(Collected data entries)
-------

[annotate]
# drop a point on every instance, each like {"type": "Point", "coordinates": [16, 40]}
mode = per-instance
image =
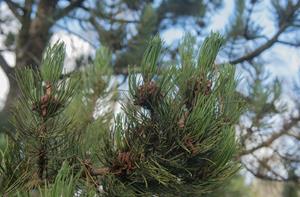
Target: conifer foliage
{"type": "Point", "coordinates": [175, 136]}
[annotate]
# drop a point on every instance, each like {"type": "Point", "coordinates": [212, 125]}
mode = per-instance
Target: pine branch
{"type": "Point", "coordinates": [267, 143]}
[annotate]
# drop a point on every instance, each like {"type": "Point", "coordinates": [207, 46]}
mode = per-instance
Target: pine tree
{"type": "Point", "coordinates": [175, 136]}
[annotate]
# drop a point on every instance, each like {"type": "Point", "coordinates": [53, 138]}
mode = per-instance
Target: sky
{"type": "Point", "coordinates": [283, 62]}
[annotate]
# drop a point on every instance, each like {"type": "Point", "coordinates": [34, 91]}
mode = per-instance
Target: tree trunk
{"type": "Point", "coordinates": [31, 41]}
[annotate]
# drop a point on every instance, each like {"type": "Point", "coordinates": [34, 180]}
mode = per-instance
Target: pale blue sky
{"type": "Point", "coordinates": [282, 61]}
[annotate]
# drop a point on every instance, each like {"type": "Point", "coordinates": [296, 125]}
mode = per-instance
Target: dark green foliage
{"type": "Point", "coordinates": [177, 133]}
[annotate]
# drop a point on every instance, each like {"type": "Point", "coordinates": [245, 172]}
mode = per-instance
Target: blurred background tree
{"type": "Point", "coordinates": [268, 132]}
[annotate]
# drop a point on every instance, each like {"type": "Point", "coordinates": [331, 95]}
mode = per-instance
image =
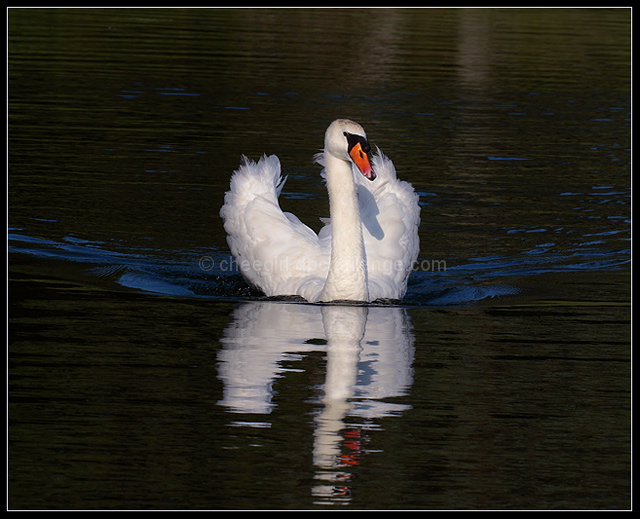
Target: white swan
{"type": "Point", "coordinates": [364, 252]}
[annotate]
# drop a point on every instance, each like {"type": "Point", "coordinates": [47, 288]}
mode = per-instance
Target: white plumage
{"type": "Point", "coordinates": [364, 252]}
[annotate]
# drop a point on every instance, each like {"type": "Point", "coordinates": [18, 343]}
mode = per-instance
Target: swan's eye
{"type": "Point", "coordinates": [352, 140]}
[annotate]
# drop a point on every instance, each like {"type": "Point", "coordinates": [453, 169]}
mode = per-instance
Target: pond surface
{"type": "Point", "coordinates": [143, 373]}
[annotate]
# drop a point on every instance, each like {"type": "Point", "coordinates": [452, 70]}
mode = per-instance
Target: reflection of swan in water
{"type": "Point", "coordinates": [369, 357]}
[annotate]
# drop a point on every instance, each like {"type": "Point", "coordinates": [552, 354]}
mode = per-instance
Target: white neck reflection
{"type": "Point", "coordinates": [369, 357]}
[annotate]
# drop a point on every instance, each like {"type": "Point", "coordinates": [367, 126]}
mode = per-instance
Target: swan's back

-------

### Problem to work on
All the records need to be retyped word for word, except for the pictures.

### Solution to this problem
[annotate]
# drop a point on every instance, each like {"type": "Point", "coordinates": [16, 40]}
mode = per-instance
image =
Target: conifer foliage
{"type": "Point", "coordinates": [175, 136]}
[annotate]
# drop a point on every instance, each like {"type": "Point", "coordinates": [212, 125]}
mode = per-instance
Target: pine branch
{"type": "Point", "coordinates": [267, 143]}
[annotate]
# drop a point on every instance, each like {"type": "Point", "coordinates": [207, 46]}
mode = per-instance
Target: pine tree
{"type": "Point", "coordinates": [175, 136]}
[annotate]
# drop a point on every instance, each like {"type": "Point", "coordinates": [53, 138]}
mode = per-instance
Target: sky
{"type": "Point", "coordinates": [283, 62]}
[annotate]
# drop a point on every instance, each like {"type": "Point", "coordinates": [34, 91]}
mode = per-instance
Target: tree trunk
{"type": "Point", "coordinates": [31, 41]}
[annotate]
# drop a point on every instance, each like {"type": "Point", "coordinates": [34, 180]}
mode = per-instance
Target: pale blue sky
{"type": "Point", "coordinates": [282, 61]}
[annotate]
# drop a point on every instance, each like {"type": "Point", "coordinates": [296, 125]}
mode = per-instance
Target: dark green foliage
{"type": "Point", "coordinates": [177, 133]}
[annotate]
# drop a point on every instance, each like {"type": "Point", "coordinates": [245, 172]}
mode = per-instance
Target: blurred background tree
{"type": "Point", "coordinates": [268, 132]}
[annotate]
# drop a point on every instance, each like {"type": "Point", "coordinates": [331, 95]}
mode = per-instance
image =
Target: white swan
{"type": "Point", "coordinates": [364, 252]}
[annotate]
# drop a point on every instance, each like {"type": "Point", "coordinates": [47, 288]}
mode = per-instance
Target: white plumage
{"type": "Point", "coordinates": [364, 252]}
[annotate]
# drop a point on every instance, each like {"type": "Point", "coordinates": [18, 343]}
mode = per-instance
Target: swan's eye
{"type": "Point", "coordinates": [352, 140]}
[annotate]
# drop a point on every instance, each like {"type": "Point", "coordinates": [453, 169]}
mode = per-instance
Target: pond surface
{"type": "Point", "coordinates": [143, 373]}
[annotate]
# drop a point on every instance, each like {"type": "Point", "coordinates": [452, 70]}
mode = per-instance
Target: reflection of swan in water
{"type": "Point", "coordinates": [369, 357]}
[annotate]
# drop a point on every instance, each like {"type": "Point", "coordinates": [552, 354]}
mode = per-instance
Target: white neck reflection
{"type": "Point", "coordinates": [369, 357]}
[annotate]
# drop a point on every instance, each like {"type": "Point", "coordinates": [367, 126]}
mode = per-instance
Target: swan's back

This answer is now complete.